■ Work task ■
Would you print the records as they stand, down to the last character?

■ Records provided ■

######

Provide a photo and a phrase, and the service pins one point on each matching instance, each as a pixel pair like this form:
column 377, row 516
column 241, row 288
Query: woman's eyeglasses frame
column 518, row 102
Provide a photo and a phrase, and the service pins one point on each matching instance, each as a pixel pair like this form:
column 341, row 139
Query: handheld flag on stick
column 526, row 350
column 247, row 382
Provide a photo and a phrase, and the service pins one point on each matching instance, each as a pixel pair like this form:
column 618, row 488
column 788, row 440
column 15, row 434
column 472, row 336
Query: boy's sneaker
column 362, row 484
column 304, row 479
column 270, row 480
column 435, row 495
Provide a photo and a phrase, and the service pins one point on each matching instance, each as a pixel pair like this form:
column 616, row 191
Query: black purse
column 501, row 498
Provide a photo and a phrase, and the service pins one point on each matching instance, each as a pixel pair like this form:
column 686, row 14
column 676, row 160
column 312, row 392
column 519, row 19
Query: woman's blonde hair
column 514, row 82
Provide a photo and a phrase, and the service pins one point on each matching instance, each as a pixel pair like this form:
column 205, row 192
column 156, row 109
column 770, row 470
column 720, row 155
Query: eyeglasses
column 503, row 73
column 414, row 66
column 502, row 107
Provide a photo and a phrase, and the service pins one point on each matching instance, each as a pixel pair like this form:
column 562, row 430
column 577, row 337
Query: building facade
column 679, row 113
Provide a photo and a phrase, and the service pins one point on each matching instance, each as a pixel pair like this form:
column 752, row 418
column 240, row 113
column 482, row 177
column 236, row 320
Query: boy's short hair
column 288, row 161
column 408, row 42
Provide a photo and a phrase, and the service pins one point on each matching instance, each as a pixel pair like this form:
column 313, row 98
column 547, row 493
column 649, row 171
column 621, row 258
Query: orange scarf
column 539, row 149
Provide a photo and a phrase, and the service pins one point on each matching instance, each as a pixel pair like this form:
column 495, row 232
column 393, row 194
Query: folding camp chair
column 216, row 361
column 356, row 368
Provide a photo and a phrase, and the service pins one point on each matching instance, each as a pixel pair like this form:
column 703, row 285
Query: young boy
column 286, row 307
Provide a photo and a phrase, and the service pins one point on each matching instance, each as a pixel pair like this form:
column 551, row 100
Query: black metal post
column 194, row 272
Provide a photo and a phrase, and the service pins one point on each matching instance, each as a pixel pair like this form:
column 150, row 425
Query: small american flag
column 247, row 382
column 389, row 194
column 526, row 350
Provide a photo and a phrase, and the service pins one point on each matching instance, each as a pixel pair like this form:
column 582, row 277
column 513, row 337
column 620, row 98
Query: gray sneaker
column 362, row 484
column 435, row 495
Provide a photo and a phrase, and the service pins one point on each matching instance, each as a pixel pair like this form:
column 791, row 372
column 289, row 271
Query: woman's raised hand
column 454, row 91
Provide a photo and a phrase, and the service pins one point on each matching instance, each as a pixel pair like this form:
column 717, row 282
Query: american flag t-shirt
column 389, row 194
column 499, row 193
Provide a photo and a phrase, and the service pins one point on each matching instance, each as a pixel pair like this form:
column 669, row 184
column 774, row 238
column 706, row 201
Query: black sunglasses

######

■ Task response ■
Provide a photo and a phrase, and the service pins one point on each matching instance, each as a pixel pair like this form:
column 377, row 516
column 241, row 288
Query: woman's eyeglasses frame
column 518, row 102
Provide a photo and a phrase, and the service pins one point on each matching instance, each as a pixel pair like this form:
column 341, row 139
Query: handheld flag on stick
column 526, row 350
column 247, row 382
Provide a photo and a phrase, and the service pins one point on each matching instance, each as a pixel pair like this form:
column 618, row 488
column 788, row 440
column 15, row 434
column 472, row 336
Query: boy's sneaker
column 362, row 484
column 304, row 479
column 270, row 480
column 435, row 495
Provide a photo and a phrase, and the service pins one point on each matching instance, each as a pixel pair like this form:
column 616, row 191
Query: black purse
column 501, row 498
Provide a photo and a phrase, and the service pins one point on each matching instance, each as a pixel pair like this form:
column 686, row 14
column 676, row 160
column 312, row 392
column 519, row 19
Query: woman's blonde hair
column 514, row 82
Provide a photo and a phrase, and the service pins one point on each matching instance, each as a pixel pair like this form:
column 205, row 192
column 156, row 109
column 770, row 470
column 720, row 155
Query: eyeglasses
column 503, row 73
column 414, row 66
column 502, row 107
Provide a photo and a phrase, and the service pins one point on each matching instance, each as a pixel pair like this form:
column 562, row 430
column 577, row 337
Query: building facade
column 679, row 113
Provide a photo and a phrase, and the service pins one point on each matching instance, each as a pixel pair like this form:
column 752, row 418
column 240, row 113
column 482, row 177
column 236, row 320
Query: boy's short hair
column 288, row 161
column 408, row 42
Provide a photo and a phrase, and the service pins one point on each matching instance, each as a pixel pair like this form:
column 313, row 98
column 547, row 493
column 649, row 171
column 621, row 258
Query: orange scarf
column 539, row 149
Provide a photo and a phrase, and the service pins one point on each matching instance, each as a pixel pair like this form:
column 495, row 232
column 393, row 194
Query: folding camp chair
column 216, row 361
column 356, row 368
Provide a photo and a phrase, and the service pins one point on each matching instance, each as a pixel pair like this form:
column 703, row 285
Query: young boy
column 286, row 307
Provide a photo and a phrase, and the service pins one point on each matching instance, each as a pixel pair like this form:
column 551, row 100
Query: black metal post
column 194, row 272
Provide a photo and a phrase, and the service pins one point on each matching instance, each as a pixel pair like this form:
column 150, row 425
Query: small american flag
column 247, row 382
column 389, row 194
column 526, row 350
Provide a photo and a phrase, and the service pins one point on each matching instance, each as a pixel pair like this form:
column 582, row 277
column 513, row 337
column 620, row 98
Query: gray sneaker
column 362, row 484
column 435, row 495
Provide a photo and a phrase, and the service pins one point on each matching instance, each as a pixel pair like this form:
column 791, row 372
column 289, row 271
Query: woman's raised hand
column 454, row 91
Provide a photo and a phrase, and the service pins one point on each matching instance, each as a pixel pair like this form:
column 717, row 282
Query: american flag t-shirt
column 389, row 194
column 499, row 193
Provide a photo and a phrase, and the service pins one point on each matching instance, each as a pixel pair like this form:
column 669, row 184
column 774, row 238
column 706, row 201
Query: black sunglasses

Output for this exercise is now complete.